What you need to do: Present the lines below as a numbered list, starting at the line containing "Where can the stone" and going up to and including the line containing "Target: arched window". Omit any blank lines.

Excerpts of location labeling data:
--------------------------------------------------

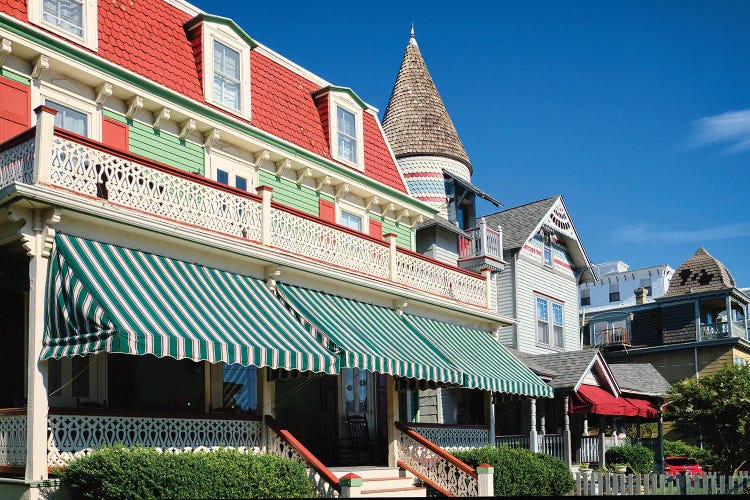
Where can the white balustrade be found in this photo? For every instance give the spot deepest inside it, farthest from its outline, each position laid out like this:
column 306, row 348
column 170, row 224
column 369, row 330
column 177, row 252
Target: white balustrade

--------------------------------------------------

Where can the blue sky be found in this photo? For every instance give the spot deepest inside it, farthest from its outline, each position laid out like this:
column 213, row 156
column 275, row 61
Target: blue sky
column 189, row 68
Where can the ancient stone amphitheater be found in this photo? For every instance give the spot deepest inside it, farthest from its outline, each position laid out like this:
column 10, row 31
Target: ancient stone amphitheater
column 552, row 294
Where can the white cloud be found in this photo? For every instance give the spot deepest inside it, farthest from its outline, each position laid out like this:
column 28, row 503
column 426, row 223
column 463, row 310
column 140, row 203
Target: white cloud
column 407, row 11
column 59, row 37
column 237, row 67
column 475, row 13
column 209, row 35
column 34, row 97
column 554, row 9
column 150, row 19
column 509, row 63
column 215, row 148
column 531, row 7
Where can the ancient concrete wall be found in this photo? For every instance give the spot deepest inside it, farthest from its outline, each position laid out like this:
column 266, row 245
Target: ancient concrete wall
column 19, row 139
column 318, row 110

--------------------------------------------------

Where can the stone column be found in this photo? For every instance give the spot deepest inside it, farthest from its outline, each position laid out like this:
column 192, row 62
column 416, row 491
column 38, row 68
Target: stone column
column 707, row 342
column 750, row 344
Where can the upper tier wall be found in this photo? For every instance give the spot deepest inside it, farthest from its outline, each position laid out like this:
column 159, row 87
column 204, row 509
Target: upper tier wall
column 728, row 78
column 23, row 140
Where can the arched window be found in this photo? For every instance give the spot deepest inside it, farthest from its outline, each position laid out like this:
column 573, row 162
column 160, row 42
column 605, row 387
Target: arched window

--------------------------------------------------

Result of this exercise:
1. Where can the stone column be found in this photo? For every instance give the spot deepest inside it, farthest from its outline, each position laid out like this:
2. column 192, row 62
3. column 416, row 491
4. column 38, row 68
5. Target: stone column
6. column 707, row 342
7. column 750, row 344
8. Where can the upper tier wall be found in this photo? For every instance give the spot deepest inside it, farthest from its outline, each position laid out like this:
9. column 159, row 87
10. column 204, row 509
11. Target: upper tier wall
12. column 728, row 78
13. column 23, row 140
14. Where can the arched window be found in this photo? For every instance give the spot deepest inside it, farthest from its outline, each position laid out like this:
15. column 573, row 162
16. column 160, row 42
17. column 605, row 387
18. Target: arched window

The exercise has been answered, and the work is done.